'''

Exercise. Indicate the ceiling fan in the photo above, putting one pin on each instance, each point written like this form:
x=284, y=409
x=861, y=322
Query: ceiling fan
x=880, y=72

'''

▸ **Task to complete**
Please print the data above again, every line unchanged and in the same order.

▸ **Exercise solution**
Exercise. Indicate the ceiling fan in the photo above, putting one pin on each instance, each point written like this form:
x=284, y=409
x=861, y=322
Query: ceiling fan
x=880, y=72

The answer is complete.